▶ ЗАДАНИЯ
- A) Переведите на английский язык предложение «Мне исполнилось 42.» из текста о восхождении на Монблан.
- B) В тексте о восхождении на Монблан замените «Daily Mail» на «The Guardian» и приведите фрагмент от слов «Читать на сайте» до слов «столь незначительного события?».

---- ИСТОЧНИК

Лучшее за неделю
Дмитрий Волков
4 сентября 2018 г., 12:35

Догнать вершину уходящей горы: часть вторая

Читать на сайте
Фото: Матис Дюма

День 3. К Монблану на трамвае

«Британская путешественница Сэнди Уайтлокс с трудом забралась на Монблан и обнаружила там выпивающих русских», — под таким заголовком в начале августа вышла статья в Daily Mail. Вслед за британской газетой эту новость подхватили десятки российских СМИ и блогов, она попала в топ и за день собрала 3 миллиона просмотров. «На высоте чуть более трех тысяч метров в приюте “Гуте” Уайтлокс обнаружила российских туристов, которые, по ее словам, отмечали день рождения и распивали шампанское из гигантской трехлитровой бутылки. Стоимость бутылки, по оценке британки, составляла более двух тысяч евро». С чем связано такое педантичное внимание британской путешественницы? И почему возник такой резонанс у этого, казалось бы, столь незначительного события?

Я думаю, британские читатели увидели в этом подтверждение стереотипа о пьющих и гуляющих на широкую ногу русских, а наши — выражение несокрушимости русского духа. Ничего подобного, впрочем, в замысле не было. Я просто праздновал свой день рождения перед восхождением на Монблан. Мы выпили всего по глоточку, угостив при этом всех альпинистов в приюте. Возможно, и этой британской леди в тот день досталось полбокала. А начинался день так.

Мне исполнилось 42. В шесть утра мы собрались у подъемника Bellevue. Первым с днем рождения меня поздравил друг Володя. Я знаю его с детства, мы играли в одном школьном театре. Теперь я занимаюсь венчурными инвестициями, а он — ураном. «Мой подарок символичный, но я не привез его тебе прямо сюда. На восхождении с ним будет тяжеловато», — Владимир показал мне что-то в телефоне. Я вглядываюсь — и расплываюсь в улыбке. Это фотография картины. На ней Муха-Цокотуха с ледорубом в связке с Комаром штурмуют гору с отметкой 4810 метров. Это Монблан! По ярким акриловым краскам, наивной художественной манере и специфическим персонажам я узнаю любимого мной художника Вову Перкина. У меня в коллекции несколько его работ, но вот эта явно будет особенно памятной. Поздравления продолжаются, пока мы садимся в гондолу и поднимаемся вверх до станции трамвая «Монблан».

Этот трамвай — одна из последних зубчатых железных дорог в горах Франции и самая высокая одноколейка в савойском округе. От Сен-Жерве, Ла Файе, через луга, пастбища, вдоль горных озер она проходит в Ни д’Эгль, Орлиное гнездо. По ней ходят три трамвая с женскими именами: «Анна», «Мария» и «Жанна». По слухам, это имена трех дочерей бывшего владельца линии. Поезда, соответственно, синего, красного и зеленого цвета. Нам попадается красный. Он и довозит нас до Орлиного гнезда на высоте 2300 метров. С конечной станции наша группа начинает медленный подъем в гору. Идем гуськом, периодически обмениваясь короткими репликами: беседу поддерживать трудно — сбивается дыхание. Постепенно тропинка теряется между булыжниками железистого известняка, и в скором времени мы, объединившись в связки по три человека, уже не идем, а карабкаемся в гору.

--------
---- ЗАПИСАННЫЕ ДАННЫЕ

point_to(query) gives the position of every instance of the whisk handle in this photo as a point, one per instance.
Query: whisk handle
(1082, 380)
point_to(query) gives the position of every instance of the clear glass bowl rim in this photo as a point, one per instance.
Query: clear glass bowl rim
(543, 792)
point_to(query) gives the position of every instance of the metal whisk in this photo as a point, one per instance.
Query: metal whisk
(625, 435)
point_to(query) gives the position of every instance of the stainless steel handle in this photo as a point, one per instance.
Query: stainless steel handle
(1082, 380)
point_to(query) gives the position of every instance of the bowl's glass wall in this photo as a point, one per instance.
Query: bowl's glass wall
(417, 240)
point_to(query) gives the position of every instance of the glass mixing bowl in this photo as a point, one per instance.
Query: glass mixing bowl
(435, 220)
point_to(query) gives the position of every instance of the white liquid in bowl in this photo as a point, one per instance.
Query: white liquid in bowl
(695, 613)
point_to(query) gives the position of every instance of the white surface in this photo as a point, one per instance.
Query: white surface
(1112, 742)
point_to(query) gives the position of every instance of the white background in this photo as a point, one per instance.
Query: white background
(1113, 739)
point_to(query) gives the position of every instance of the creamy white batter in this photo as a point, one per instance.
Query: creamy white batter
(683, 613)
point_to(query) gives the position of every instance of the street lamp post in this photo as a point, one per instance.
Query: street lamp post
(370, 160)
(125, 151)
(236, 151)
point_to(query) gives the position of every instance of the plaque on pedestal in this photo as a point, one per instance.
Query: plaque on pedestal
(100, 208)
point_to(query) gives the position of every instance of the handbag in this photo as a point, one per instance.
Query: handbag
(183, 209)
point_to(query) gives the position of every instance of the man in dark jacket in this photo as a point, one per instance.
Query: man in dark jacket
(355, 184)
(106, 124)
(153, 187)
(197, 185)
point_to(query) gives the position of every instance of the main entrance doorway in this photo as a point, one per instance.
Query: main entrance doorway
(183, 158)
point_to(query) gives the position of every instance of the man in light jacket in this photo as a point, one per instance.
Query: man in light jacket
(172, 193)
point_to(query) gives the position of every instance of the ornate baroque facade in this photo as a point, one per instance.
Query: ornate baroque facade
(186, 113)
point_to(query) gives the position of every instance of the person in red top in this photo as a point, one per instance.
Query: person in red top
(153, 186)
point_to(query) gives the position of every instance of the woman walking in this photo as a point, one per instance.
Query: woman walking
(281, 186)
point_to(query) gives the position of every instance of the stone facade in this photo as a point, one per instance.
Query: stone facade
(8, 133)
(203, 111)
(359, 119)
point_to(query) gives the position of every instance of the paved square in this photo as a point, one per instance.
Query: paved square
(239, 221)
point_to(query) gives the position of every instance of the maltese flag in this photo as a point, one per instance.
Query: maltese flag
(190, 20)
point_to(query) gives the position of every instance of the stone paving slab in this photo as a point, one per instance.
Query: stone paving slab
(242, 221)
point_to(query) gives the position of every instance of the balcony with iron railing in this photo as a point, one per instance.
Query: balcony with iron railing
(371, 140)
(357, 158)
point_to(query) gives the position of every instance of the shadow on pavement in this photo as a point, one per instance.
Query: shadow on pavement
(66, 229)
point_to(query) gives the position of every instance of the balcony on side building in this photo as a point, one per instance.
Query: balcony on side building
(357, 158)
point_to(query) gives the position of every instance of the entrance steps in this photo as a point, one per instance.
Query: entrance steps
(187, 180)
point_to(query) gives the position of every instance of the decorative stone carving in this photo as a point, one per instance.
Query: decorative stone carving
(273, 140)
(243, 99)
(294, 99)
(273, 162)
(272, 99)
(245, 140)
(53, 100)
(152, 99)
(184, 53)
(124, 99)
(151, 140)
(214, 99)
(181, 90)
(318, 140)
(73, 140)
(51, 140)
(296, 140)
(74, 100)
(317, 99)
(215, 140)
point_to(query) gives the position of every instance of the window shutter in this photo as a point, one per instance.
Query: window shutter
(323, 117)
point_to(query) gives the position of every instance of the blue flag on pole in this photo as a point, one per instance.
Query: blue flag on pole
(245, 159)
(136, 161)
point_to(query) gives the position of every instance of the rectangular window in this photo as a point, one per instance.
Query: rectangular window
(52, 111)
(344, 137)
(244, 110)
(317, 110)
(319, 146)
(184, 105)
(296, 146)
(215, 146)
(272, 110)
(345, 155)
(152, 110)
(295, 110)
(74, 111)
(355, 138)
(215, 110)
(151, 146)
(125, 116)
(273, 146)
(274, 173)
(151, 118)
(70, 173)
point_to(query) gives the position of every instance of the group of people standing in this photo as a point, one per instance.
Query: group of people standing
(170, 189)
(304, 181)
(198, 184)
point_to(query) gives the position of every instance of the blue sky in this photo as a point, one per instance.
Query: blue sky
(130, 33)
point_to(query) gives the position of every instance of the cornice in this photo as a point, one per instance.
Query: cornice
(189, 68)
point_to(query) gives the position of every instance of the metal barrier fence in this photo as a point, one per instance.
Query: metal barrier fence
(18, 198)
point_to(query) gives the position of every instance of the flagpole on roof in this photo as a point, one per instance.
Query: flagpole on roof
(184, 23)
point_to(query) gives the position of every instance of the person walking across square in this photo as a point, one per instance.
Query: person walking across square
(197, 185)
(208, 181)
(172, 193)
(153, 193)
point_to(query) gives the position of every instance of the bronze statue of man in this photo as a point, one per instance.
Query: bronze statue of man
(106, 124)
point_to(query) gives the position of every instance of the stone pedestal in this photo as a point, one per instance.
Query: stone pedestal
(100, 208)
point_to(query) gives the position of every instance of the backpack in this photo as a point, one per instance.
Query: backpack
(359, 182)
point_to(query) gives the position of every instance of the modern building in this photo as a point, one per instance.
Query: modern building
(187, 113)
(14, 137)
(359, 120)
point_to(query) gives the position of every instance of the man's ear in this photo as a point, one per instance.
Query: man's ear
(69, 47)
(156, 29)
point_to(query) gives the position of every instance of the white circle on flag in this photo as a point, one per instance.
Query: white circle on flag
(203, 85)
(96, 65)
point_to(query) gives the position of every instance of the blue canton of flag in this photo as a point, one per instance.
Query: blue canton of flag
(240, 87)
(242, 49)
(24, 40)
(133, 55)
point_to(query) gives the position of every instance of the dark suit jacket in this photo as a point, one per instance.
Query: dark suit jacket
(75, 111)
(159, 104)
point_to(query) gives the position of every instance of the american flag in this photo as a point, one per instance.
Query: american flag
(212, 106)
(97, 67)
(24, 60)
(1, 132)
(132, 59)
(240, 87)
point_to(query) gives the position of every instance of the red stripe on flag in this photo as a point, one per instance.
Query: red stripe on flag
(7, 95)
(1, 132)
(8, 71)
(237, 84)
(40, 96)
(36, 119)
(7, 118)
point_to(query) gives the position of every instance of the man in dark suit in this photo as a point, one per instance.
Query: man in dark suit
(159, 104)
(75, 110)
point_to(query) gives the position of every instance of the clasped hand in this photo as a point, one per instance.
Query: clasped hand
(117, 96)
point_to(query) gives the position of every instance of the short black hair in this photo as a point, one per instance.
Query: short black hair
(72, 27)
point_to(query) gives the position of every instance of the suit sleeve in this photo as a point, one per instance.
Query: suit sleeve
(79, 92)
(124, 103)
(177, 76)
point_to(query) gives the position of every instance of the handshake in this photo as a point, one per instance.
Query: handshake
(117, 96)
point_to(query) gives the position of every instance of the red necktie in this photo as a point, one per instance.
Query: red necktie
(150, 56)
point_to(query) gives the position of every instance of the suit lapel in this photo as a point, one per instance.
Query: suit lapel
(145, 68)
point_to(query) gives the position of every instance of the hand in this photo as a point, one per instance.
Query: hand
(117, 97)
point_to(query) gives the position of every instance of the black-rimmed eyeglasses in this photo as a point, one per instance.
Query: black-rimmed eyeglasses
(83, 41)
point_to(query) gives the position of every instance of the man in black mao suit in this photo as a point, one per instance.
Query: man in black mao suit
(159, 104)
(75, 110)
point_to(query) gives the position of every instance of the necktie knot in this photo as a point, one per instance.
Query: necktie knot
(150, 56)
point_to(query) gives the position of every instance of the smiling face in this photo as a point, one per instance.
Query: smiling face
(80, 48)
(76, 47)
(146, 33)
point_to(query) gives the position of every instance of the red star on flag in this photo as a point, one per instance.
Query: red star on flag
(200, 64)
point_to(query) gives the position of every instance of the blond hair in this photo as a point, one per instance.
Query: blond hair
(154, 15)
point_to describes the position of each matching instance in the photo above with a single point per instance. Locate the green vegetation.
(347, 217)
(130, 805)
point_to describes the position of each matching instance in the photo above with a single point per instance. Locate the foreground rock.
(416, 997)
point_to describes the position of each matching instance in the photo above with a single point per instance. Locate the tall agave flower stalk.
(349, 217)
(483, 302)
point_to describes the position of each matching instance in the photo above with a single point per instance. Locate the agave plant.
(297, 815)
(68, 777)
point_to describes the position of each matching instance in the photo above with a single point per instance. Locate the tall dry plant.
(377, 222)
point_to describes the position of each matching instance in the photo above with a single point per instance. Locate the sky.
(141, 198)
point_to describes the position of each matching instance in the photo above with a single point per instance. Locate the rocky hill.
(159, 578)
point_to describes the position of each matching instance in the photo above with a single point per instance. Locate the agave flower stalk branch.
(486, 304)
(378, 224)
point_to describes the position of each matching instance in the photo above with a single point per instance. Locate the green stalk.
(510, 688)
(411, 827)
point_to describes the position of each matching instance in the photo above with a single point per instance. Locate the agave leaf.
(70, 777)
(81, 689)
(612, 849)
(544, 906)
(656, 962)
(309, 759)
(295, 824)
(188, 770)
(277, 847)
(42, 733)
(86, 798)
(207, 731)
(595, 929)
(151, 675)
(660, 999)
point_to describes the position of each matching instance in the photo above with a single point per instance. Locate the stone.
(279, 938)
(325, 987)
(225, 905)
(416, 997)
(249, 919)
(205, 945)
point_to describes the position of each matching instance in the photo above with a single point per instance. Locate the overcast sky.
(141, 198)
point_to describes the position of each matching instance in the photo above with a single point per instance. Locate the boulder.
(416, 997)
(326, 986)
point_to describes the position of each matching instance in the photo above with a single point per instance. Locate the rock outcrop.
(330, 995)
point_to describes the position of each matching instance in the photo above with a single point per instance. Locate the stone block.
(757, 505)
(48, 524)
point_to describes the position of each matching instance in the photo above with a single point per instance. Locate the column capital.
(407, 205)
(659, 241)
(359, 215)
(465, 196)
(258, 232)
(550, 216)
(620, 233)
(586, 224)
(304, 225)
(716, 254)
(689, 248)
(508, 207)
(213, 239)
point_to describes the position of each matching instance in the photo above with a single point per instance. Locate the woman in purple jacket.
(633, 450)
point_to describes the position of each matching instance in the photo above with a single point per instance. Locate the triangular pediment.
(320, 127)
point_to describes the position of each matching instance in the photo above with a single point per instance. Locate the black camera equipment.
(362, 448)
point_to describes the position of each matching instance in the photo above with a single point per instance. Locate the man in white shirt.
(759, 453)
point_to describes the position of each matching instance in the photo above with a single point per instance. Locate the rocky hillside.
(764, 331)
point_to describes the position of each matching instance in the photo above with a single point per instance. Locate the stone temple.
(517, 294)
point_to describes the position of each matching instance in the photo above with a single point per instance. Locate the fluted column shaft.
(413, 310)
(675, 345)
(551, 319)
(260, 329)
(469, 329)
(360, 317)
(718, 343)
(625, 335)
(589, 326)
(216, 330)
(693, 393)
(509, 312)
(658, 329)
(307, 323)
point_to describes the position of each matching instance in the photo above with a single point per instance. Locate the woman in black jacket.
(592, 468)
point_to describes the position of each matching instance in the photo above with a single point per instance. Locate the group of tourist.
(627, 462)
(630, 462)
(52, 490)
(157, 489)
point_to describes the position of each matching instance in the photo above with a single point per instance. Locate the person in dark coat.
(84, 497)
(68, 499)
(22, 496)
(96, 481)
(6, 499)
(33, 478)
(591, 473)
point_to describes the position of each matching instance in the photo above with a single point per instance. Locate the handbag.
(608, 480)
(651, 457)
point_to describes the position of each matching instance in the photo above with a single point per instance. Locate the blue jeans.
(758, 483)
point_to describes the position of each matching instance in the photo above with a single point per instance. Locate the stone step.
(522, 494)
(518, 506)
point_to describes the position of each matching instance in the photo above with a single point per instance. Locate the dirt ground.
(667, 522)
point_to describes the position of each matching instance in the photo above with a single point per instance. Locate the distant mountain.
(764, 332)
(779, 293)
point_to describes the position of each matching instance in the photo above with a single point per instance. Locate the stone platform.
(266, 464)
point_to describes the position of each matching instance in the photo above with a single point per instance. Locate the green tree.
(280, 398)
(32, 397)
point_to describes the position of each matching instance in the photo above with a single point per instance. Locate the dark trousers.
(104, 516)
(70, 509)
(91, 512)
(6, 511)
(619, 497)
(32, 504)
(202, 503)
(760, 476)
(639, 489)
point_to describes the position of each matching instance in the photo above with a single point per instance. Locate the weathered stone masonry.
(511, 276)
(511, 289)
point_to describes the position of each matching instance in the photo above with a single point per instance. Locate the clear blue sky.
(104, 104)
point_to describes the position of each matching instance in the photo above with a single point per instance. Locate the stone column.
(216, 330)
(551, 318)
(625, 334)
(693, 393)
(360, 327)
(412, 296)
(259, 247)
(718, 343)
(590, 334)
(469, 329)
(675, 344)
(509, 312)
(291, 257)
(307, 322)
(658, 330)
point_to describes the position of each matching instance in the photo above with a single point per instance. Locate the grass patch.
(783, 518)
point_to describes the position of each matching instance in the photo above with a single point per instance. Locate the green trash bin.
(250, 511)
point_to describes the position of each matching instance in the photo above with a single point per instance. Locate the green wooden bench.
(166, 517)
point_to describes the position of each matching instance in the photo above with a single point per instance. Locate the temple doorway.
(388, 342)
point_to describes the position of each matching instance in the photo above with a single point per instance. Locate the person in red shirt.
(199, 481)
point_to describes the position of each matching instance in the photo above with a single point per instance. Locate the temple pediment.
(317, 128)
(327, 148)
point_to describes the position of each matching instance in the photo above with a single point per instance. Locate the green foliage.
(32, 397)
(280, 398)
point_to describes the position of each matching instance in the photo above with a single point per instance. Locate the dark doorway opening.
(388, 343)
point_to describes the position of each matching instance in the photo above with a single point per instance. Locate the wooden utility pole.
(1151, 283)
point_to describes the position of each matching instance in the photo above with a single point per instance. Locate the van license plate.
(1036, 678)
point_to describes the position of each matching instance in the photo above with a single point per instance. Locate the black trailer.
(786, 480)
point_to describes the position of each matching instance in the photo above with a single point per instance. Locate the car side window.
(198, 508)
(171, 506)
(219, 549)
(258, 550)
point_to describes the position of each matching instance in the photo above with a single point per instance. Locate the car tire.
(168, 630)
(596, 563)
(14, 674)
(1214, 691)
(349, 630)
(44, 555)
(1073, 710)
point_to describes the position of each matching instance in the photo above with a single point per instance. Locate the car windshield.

--------

▶ ОТВЕТЫ К УПРАЖНЕНИЮ
- A) I turned 42.

- B)
Читать на сайте
Фото: Матис Дюма

День 3. К Монблану на трамвае

«Британская путешественница Сэнди Уайтлокс с трудом забралась на Монблан и обнаружила там выпивающих русских», — под таким заголовком в начале августа вышла статья в The Guardian. Вслед за британской газетой эту новость подхватили десятки российских СМИ и блогов, она попала в топ и за день собрала 3 миллиона просмотров. «На высоте чуть более трех тысяч метров в приюте “Гуте” Уайтлокс обнаружила российских туристов, которые, по ее словам, отмечали день рождения и распивали шампанское из гигантской трехлитровой бутылки. Стоимость бутылки, по оценке британки, составляла более двух тысяч евро». С чем связано такое педантичное внимание британской путешественницы? И почему возник такой резонанс у этого, казалось бы, столь незначительного события?